Stated task: In the listing below, locate the line containing "the chimney stack"; reproduce that line and all lines that follow it, unchanged.

*** Data section

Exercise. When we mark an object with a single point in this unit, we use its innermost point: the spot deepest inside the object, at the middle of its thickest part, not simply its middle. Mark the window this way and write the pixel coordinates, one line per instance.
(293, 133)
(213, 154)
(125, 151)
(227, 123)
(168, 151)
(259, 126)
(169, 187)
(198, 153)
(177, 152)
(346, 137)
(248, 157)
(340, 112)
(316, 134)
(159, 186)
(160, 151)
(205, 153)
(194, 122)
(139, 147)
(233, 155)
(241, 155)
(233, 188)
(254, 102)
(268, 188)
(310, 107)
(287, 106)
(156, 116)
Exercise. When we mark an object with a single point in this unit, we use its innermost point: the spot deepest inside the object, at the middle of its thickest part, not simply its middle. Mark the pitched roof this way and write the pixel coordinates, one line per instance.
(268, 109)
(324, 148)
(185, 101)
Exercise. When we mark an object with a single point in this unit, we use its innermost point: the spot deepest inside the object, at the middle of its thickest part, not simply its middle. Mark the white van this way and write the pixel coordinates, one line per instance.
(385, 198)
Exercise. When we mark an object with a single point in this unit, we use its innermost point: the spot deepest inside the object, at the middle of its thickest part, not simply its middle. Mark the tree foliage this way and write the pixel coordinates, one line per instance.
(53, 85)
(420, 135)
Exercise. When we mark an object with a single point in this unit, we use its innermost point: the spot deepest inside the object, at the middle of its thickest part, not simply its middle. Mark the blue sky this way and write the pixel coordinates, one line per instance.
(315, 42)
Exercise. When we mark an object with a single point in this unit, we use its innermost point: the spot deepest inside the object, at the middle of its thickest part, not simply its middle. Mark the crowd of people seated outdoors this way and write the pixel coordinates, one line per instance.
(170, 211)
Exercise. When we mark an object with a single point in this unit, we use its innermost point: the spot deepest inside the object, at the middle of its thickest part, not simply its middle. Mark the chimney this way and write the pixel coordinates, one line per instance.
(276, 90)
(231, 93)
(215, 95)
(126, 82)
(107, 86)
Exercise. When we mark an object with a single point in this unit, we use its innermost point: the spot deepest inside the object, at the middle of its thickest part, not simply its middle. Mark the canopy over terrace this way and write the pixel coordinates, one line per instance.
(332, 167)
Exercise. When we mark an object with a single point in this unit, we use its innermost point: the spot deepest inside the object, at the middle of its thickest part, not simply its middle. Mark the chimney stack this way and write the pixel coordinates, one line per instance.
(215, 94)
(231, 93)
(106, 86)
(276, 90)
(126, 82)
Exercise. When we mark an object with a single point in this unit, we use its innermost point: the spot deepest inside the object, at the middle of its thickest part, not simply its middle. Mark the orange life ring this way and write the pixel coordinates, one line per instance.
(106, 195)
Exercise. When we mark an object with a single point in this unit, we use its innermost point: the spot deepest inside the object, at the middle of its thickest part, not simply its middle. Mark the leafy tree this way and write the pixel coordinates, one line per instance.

******

Response for this exercise:
Exercise. When we mark an object with a single point in this unit, we use its innermost point: the spot deepest inside the object, at the middle of its thickest part, not simply its middle. Mark the chimney stack this way and write the pixel coordinates, one line per instance.
(215, 94)
(231, 93)
(106, 86)
(276, 90)
(126, 82)
Exercise. When we mark an object with a single point in this unit, we use its innermost point: the spot deepest inside the object, at the middle of its thickest part, not simply its middle. Mark the orange life ring this way and write the pixel coordinates, one line per instance.
(106, 195)
Exercise. When we mark an object with a single point in this unit, we use its innermost point: the spot deepest inside the object, at the middle of its thickest part, not simply its middle. Mark the leafy tree this way and write the pixel coordinates, one line per instance.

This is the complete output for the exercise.